The Trustees considered that under the MFS Fund Management Agreement, MFS would be responsible for providing the investment management services for the Fund’s assets, including investment research, advice and supervision, and determining which securities would be purchased or sold by the Fund. The Trustees considered the quality of the management services expected to be provided to the PL Growth Fund over both the short- and long-term, the organizational depth and resources of MFS, including the background and experience of MFS’s management and the expertise of the fund management team, as well as the investment strategies, processes and philosophy to be used with respect to the investment strategy.
In addition, the Trustees considered MFS’s written compliance policies and procedures and noted that the Trust’s CCO had previously provided an assessment of MFS’s compliance program, as required under Rule 38a-1 of the 1940 Act, and its code of ethics.
In making these assessments, the Trustees took note of the extensive due diligence PLFA conducted with respect to MFS, and were aided by the assessment and recommendation of PLFA and the in-person presentation and materials provided by MFS.

▶ **PROVIDED MATERIAL**:
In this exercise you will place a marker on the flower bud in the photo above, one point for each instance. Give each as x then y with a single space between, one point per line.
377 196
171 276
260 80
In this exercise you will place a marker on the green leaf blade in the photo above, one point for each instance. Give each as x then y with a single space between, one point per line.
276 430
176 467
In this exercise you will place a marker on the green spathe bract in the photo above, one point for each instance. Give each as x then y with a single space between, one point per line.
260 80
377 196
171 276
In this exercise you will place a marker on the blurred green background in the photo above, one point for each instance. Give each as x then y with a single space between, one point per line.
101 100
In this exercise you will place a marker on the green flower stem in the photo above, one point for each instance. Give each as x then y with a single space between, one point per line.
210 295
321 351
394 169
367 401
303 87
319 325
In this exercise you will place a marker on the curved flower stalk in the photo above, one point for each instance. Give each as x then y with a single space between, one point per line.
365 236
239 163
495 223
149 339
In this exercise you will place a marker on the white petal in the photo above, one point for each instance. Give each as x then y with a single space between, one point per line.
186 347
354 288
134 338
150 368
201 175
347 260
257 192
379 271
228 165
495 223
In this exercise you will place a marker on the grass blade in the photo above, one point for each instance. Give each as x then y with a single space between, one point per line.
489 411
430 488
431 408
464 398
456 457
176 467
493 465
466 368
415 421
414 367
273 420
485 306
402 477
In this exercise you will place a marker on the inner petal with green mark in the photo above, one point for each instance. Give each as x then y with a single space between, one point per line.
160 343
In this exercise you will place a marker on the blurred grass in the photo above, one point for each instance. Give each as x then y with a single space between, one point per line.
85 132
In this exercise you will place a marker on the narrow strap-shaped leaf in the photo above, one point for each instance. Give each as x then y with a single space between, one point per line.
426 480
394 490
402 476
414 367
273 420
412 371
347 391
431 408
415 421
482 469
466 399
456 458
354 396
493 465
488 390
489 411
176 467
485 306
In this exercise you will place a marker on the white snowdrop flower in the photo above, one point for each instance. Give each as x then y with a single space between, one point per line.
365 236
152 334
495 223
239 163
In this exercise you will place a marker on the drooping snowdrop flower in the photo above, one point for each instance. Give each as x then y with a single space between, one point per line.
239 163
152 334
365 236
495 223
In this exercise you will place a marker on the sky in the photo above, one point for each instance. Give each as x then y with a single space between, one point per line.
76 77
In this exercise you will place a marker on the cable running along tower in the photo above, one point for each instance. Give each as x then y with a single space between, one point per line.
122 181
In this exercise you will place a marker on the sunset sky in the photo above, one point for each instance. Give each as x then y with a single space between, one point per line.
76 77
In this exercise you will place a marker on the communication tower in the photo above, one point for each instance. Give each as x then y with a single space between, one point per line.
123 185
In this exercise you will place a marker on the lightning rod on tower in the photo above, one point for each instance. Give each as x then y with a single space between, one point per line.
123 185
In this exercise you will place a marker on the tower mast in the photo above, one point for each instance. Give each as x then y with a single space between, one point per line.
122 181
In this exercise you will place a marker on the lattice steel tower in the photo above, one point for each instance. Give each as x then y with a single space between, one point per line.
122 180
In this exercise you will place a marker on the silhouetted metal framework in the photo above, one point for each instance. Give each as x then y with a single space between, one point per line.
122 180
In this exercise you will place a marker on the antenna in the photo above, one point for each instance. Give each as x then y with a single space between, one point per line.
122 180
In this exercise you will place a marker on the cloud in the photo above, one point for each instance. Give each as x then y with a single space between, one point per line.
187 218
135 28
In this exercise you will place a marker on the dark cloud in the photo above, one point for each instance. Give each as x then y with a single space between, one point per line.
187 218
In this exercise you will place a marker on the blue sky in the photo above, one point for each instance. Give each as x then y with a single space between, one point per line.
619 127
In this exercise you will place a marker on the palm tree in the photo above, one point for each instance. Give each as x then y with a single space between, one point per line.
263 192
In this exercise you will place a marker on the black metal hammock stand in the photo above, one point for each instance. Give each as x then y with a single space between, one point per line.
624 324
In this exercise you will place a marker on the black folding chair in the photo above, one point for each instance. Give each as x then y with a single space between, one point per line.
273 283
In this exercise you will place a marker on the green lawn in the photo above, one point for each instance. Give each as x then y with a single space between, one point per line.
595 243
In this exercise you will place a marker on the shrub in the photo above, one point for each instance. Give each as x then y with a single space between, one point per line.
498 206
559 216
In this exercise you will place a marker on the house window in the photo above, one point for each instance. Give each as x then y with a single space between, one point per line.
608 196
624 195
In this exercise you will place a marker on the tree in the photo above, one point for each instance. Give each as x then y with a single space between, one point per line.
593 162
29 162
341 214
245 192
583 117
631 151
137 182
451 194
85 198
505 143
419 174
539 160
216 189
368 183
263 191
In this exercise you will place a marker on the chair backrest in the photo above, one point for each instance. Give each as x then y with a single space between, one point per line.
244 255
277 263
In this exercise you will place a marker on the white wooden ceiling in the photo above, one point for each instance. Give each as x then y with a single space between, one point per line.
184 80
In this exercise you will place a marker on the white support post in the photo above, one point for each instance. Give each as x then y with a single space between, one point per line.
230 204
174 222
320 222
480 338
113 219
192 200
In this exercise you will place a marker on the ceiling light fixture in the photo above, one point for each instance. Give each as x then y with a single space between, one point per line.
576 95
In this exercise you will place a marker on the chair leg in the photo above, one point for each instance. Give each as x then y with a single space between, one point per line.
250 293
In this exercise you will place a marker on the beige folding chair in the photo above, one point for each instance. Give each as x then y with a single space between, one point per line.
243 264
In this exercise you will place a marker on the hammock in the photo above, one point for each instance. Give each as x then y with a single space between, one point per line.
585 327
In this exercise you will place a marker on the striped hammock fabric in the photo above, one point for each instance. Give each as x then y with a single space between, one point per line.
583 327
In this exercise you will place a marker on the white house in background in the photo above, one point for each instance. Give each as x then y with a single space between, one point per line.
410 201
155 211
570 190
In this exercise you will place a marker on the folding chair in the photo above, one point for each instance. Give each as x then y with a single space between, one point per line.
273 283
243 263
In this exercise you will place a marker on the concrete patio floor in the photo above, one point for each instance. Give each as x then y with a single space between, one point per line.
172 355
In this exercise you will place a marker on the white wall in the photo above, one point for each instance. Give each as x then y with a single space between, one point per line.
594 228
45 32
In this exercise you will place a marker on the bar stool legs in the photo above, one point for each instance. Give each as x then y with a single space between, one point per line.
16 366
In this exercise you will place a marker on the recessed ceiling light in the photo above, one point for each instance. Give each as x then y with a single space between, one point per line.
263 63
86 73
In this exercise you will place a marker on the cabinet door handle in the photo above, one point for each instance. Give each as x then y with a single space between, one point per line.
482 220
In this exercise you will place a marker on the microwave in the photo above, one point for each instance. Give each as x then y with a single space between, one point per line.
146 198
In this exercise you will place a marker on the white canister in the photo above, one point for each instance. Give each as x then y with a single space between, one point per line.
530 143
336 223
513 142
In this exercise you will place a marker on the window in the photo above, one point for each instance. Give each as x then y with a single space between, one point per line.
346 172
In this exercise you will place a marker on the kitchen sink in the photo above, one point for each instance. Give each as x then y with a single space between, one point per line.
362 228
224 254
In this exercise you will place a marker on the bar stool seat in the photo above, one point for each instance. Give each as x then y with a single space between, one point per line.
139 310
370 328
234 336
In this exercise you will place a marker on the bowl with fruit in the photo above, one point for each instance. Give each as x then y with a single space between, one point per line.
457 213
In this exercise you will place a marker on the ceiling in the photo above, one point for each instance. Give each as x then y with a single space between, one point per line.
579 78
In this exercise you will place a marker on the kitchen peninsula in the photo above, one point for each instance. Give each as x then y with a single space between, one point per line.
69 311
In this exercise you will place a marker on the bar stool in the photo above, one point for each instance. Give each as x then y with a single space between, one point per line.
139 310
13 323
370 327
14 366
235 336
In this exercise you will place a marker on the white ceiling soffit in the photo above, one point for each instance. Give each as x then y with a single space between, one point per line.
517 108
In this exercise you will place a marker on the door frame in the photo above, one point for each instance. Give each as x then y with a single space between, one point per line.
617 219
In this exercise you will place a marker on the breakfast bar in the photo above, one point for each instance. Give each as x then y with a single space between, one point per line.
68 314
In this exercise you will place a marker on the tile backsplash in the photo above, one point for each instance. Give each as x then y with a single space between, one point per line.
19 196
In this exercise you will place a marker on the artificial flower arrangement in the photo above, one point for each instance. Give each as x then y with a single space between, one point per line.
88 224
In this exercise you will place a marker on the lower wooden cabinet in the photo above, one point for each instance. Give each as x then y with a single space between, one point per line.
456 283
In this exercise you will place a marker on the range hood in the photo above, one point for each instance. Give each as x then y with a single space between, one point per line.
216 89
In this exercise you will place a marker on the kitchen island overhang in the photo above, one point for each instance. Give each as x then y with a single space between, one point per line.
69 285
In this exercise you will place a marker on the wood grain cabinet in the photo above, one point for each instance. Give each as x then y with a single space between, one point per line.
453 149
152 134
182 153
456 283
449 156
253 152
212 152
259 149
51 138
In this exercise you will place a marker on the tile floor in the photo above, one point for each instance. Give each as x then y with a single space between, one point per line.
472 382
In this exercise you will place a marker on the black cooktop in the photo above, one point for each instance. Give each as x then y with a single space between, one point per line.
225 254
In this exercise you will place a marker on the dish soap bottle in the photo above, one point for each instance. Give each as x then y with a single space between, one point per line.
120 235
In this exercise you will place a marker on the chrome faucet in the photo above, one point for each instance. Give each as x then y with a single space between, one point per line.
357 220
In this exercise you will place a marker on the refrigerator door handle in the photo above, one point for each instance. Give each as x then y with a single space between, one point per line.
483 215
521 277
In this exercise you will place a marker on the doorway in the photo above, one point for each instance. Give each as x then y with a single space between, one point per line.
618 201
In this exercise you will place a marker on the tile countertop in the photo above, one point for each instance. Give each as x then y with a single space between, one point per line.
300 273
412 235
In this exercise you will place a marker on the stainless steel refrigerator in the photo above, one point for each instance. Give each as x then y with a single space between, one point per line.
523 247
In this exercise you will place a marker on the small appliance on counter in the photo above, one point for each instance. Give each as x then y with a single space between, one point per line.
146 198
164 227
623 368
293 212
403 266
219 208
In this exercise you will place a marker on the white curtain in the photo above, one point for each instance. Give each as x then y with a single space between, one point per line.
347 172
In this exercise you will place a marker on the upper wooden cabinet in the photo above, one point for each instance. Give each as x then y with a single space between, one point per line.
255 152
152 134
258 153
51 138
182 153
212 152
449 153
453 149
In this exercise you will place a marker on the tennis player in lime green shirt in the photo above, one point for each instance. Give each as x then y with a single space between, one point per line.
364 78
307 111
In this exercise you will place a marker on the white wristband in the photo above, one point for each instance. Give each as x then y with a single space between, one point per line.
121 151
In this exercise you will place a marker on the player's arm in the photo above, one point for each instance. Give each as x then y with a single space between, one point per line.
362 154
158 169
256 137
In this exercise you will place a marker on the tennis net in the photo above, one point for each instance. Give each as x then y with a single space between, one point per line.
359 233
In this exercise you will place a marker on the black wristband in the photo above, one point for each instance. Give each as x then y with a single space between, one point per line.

▶ **THE TASK**:
Write out the part of the passage above on the MFS management agreement between "In making these" and "provided by MFS.", inclusive.

▶ **TASK SOLUTION**:
In making these assessments, the Trustees took note of the extensive due diligence PLFA conducted with respect to MFS, and were aided by the assessment and recommendation of PLFA and the in-person presentation and materials provided by MFS.